┌─ DOCUMENT EXTRACT

Azure Durable Functions: Complete Orchestration Patterns Guide

Azure Durable Functions extends Azure Functions with stateful orchestration capabilities. Unlike Step Functions (JSON-based ASL), Durable Functions uses code—C#, JavaScript, Python, or PowerShell—to define workflows. This code-first approach enables IDE support, unit testing, and complex control flow. This comprehensive guide covers the core patterns: Function Chaining, Fan-Out/Fan-In, Human Interaction, and the Actor Pattern with Durable Entities.

Orchestrator Function Fundamentals

Durable Functions introduces three function types:

• Client Function: Starts orchestrations (HTTP trigger, queue trigger)
• Orchestrator Function: Coordinates activities and sub-orchestrations
• Activity Function: Performs actual work (idempotent, stateless)

flowchart TB
    Client["Client Function (HTTP Trigger)"] --> Orchestrator["Orchestrator Function"]
    Orchestrator --> Activity1["Activity: Validate"]
    Orchestrator --> Activity2["Activity: Process"]
    Orchestrator --> Activity3["Activity: Notify"]
    
    subgraph StateManagement ["State Management (Automatic)"]
        History["Execution History"]
        Checkpoints["Checkpoints"]
    end
    
    Orchestrator --> StateManagement
    
    style Orchestrator fill:#E1F5FE,stroke:#0277BD

Pattern 1: Function Chaining

Sequential execution with output piped to next activity:

[FunctionName("OrderProcessingOrchestrator")]
public static async Task<OrderResult> RunOrchestrator(
    [OrchestrationTrigger] IDurableOrchestrationContext context)
{
    var order = context.GetInput<Order>();
    
    // Activities run sequentially, each awaited
    var validationResult = await context.CallActivityAsync<ValidationResult>(
        "ValidateOrder", order);
    
    if (!validationResult.IsValid)
    {
        return new OrderResult { Status = "Rejected", Reason = validationResult.Errors };
    }
    
    var paymentResult = await context.CallActivityAsync<PaymentResult>(
        "ProcessPayment", order);
    
    var shipmentResult = await context.CallActivityAsync<ShipmentResult>(
        "CreateShipment", new { order, paymentResult.TransactionId });
    
    await context.CallActivityAsync("SendConfirmation", new { order, shipmentResult });
    
    return new OrderResult { Status = "Completed", TrackingNumber = shipmentResult.TrackingNumber };
}

[FunctionName("ValidateOrder")]
public static ValidationResult ValidateOrder([ActivityTrigger] Order order, ILogger log)

└─
┌─ RECORD EXTRACTS

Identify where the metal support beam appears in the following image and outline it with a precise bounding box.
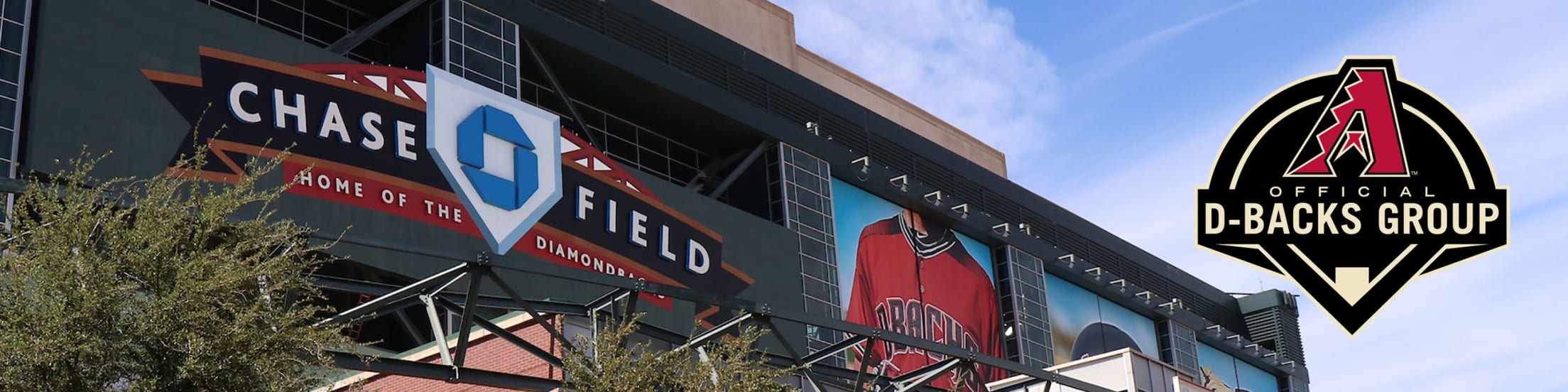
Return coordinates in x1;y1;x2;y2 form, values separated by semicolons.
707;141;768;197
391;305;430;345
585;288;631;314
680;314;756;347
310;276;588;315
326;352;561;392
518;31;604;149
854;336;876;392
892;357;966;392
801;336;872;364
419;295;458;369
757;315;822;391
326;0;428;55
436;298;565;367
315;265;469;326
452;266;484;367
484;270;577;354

└─
┌─ RECORD EXTRACTS

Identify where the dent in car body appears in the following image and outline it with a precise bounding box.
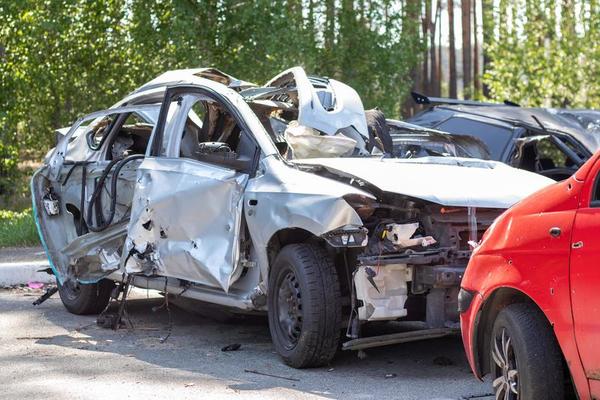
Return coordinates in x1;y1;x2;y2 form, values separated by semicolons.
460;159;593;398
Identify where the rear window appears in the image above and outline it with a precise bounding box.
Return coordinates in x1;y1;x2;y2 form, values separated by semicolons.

└─
┌─ RECORD EXTRACTS

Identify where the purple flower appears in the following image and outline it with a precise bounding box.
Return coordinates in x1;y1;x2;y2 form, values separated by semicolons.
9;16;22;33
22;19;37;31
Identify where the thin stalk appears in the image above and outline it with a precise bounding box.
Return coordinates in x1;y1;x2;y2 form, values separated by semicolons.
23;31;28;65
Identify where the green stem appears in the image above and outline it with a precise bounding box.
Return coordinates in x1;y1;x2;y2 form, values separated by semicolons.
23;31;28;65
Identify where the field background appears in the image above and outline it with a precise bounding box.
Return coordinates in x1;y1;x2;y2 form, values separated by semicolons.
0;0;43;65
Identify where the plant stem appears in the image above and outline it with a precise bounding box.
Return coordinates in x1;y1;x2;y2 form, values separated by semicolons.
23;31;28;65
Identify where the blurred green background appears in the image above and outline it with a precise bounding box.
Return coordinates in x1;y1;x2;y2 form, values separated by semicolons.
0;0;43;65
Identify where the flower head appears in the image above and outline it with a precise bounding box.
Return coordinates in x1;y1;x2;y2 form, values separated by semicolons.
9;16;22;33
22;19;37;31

└─

**TO-DO LIST**.
A. Revise the part of the Durable Functions guide that opens with the words "Azure Durable Functions: Complete" and closes with "trigger, queue trigger)", swapping "code-first" for "code-centric".
B. Continue the Durable Functions guide from the point where it stops.

**ANSWERS PER TASK**.
A.
Azure Durable Functions: Complete Orchestration Patterns Guide

Azure Durable Functions extends Azure Functions with stateful orchestration capabilities. Unlike Step Functions (JSON-based ASL), Durable Functions uses code—C#, JavaScript, Python, or PowerShell—to define workflows. This code-centric approach enables IDE support, unit testing, and complex control flow. This comprehensive guide covers the core patterns: Function Chaining, Fan-Out/Fan-In, Human Interaction, and the Actor Pattern with Durable Entities.

Orchestrator Function Fundamentals

Durable Functions introduces three function types:

• Client Function: Starts orchestrations (HTTP trigger, queue trigger)

B.
{
    // Validation logic - idempotent, no orchestration context
    return new ValidationResult { IsValid = order.Items.Any() && order.Total > 0 };
}

Pattern 2: Fan-Out/Fan-In

Parallel execution of multiple activities, waiting for all to complete:

[FunctionName("ParallelProcessingOrchestrator")]
public static async Task<List<ProcessResult>> RunParallel(
    [OrchestrationTrigger] IDurableOrchestrationContext context)
{
    var items = context.GetInput<List<WorkItem>>();
    
    // Fan-out: Start all activities in parallel
    var tasks = items.Select(item => 
        context.CallActivityAsync<ProcessResult>("ProcessItem", item));
    
    // Fan-in: Wait for all to complete
    var results = await Task.WhenAll(tasks);
    
    // Aggregate results
    var summary = await context.CallActivityAsync<Summary>(
        "AggregateResults", results.ToList());
    
    return results.ToList();
}

Pattern 3: Human Interaction (Approval)

Wait for external event (human approval) with timeout:

[FunctionName("ApprovalOrchestrator")]
public static async Task<ApprovalResult> RunApproval(
    [OrchestrationTrigger] IDurableOrchestrationContext context)
{
    var request = context.GetInput<ApprovalRequest>();
    
    // Send approval request email
    await context.CallActivityAsync("SendApprovalEmail", request);
    
    // Wait for external event OR timeout (72 hours)
    using var cts = new CancellationTokenSource();
    var approvalEvent = context.WaitForExternalEvent<ApprovalResponse>("Approved");
    var rejectionEvent = context.WaitForExternalEvent<ApprovalResponse>("Rejected");
    var timeout = context.CreateTimer(
        context.CurrentUtcDateTime.AddHours(72), cts.Token);
    
    var winner = await Task.WhenAny(approvalEvent, rejectionEvent, timeout);
    cts.Cancel(); // Cancel the timer
    
    if (winner == timeout)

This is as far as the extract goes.